## Texte source
"""
Si Louise Michel incarne bien souvent la figure de la femme communeuse à l'engagement viscéral, Ludivine Bantigny fait entendre les voix d'autres acteur•rice•s de la Commune avec qui elle correspond afin d'honorer leurs actions et prises de position. Il y a :
- Maria Verdure, jeune institutrice de vingt-deux ans qui a déjà créé, non sans peine, une école sous le second empire, et qui défend une véritable éducation pour toutes et tous se basant sur l'émancipation, la confiance et la créativité des enfants (à la différence de l'école faussement égalitaire de Jules Ferry qui reproduit les violences sociales et culturelles).
- Léo Frankel, jeune hongrois qui promeut l'internationalisme du mouvement et a été un des élus de la Commune. Ouvrier autodidacte, il contribue à interdire le travail de nuit des boulangers comme ce moment historique réduit à dix heures le temps de travail, supprime les retenues sur salaire et tend vers l'égalité salariale entre hommes et femmes.
- Léon Vafflard, le fossoyeur de Paris qui alerte sur l'indécence des fosses communes et privilégie la dignité jusque dans la mort.
- Hortense Urbain, Victorine Brocher, Amélie Defontaines, et bien d'autres
Le chant du rossignol résonne toujours
... des "Échos passés du monde à venir" pour reprendre le titre d'un de ses chapitres.
"""
## Consignes à suivre
1 - Recopiez le passage du texte sur la Commune qui s'ouvre sur les mots « - Léo Frankel, jeune » et se termine par « dans la mort. », en changeant « boulangers » en « typographes ».
2 - Poursuivez le texte sur la Commune à partir de l'endroit où il s'arrête.
Les lignes qui suivent proviennent d'une autre source.

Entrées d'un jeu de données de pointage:
"""
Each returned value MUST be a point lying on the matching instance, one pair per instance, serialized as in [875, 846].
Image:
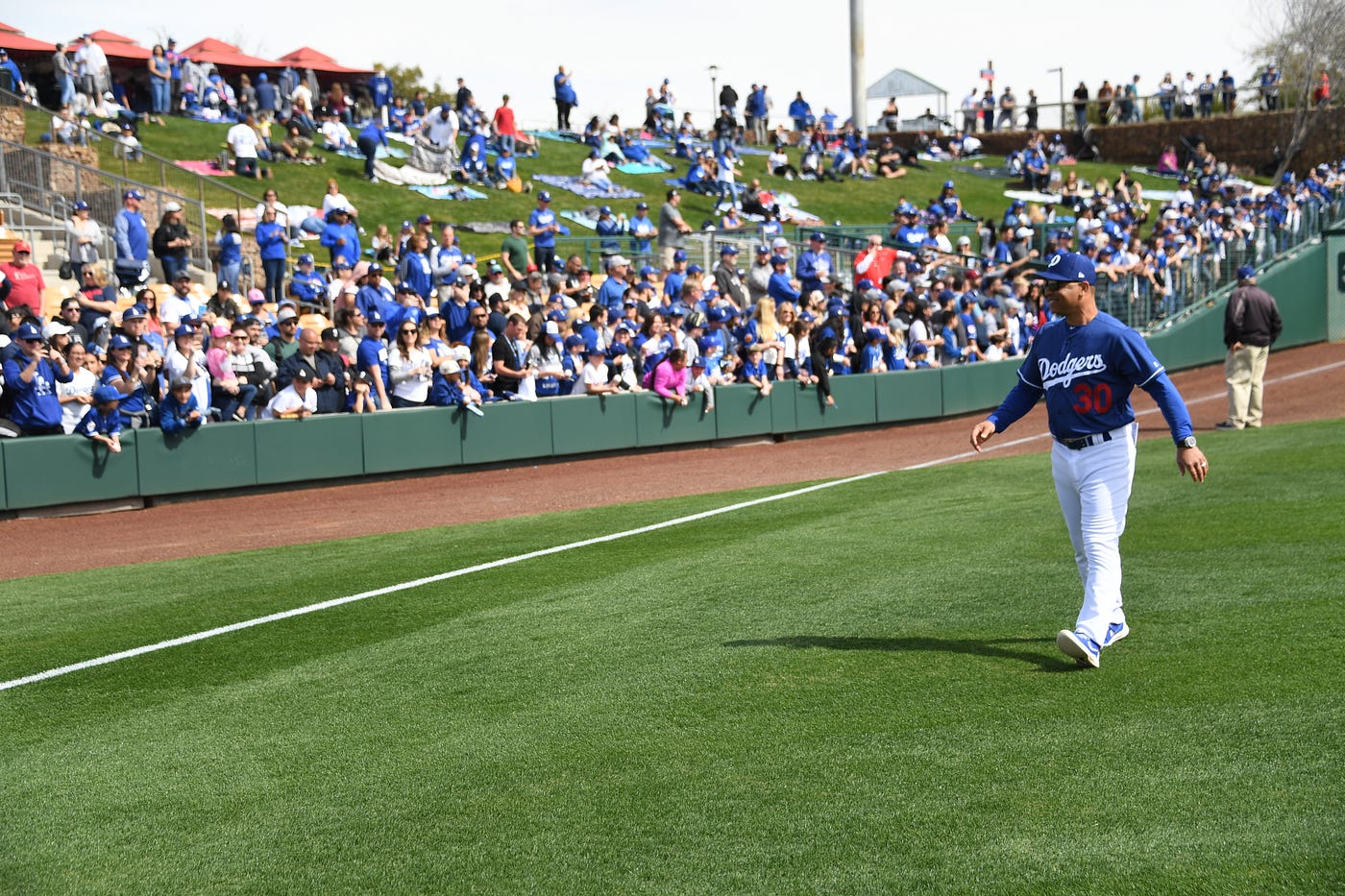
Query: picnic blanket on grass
[588, 191]
[205, 167]
[450, 191]
[383, 153]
"""
## Réponses aux consignes
1 -
- Léo Frankel, jeune hongrois qui promeut l'internationalisme du mouvement et a été un des élus de la Commune. Ouvrier autodidacte, il contribue à interdire le travail de nuit des typographes comme ce moment historique réduit à dix heures le temps de travail, supprime les retenues sur salaire et tend vers l'égalité salariale entre hommes et femmes.
- Léon Vafflard, le fossoyeur de Paris qui alerte sur l'indécence des fosses communes et privilégie la dignité jusque dans la mort.

2 -
L'occupation actuelle du Théâtre de l'Odéon rappelle celle de 1968, deux événements puisant dans l'imaginaire de la Commune. Les Gilets Jaunes ont repris à leur compte la célèbre formule de Victor Hugo : "Police partout, justice nulle part", lequel, sans être communeux, a défendu les intérêts du peuple et s'est indigné en alexandrins :
Qui donc a décrété ce sombre égorgement ? / Si quelque prêtre dit que Dieu le veut, il ment ! (Victor Hugo, Actes et paroles)
Le collectif "Vive la Commune" continue d'entretenir la mémoire de cet événement historique et politique.
C'est ainsi que prend forme et s'écrit une chaîne du temps avec laquelle nous renouons, comme l'a investie la "Commune des Communes de Commercy" pour développer l'idée d'un "communalisme" visant à se ré-approprier les biens et à en prendre soin dans le cadre d'une démocratie directe.
L'utopie d'aujourd'hui est la réalité de demain. (Louise Michel)
Les références
- La Commune au présent. Une correspondance par-delà le temps, La Découverte, 2021.
- Raphaël Meyssan et son roman graphique Les damnés de la Commune, éditions Delcourt (2017-2019) adapté en film d'animation sur Arte.
- Victor Hugo, L'Année terrible, "L'Enterrement", 1872 : ...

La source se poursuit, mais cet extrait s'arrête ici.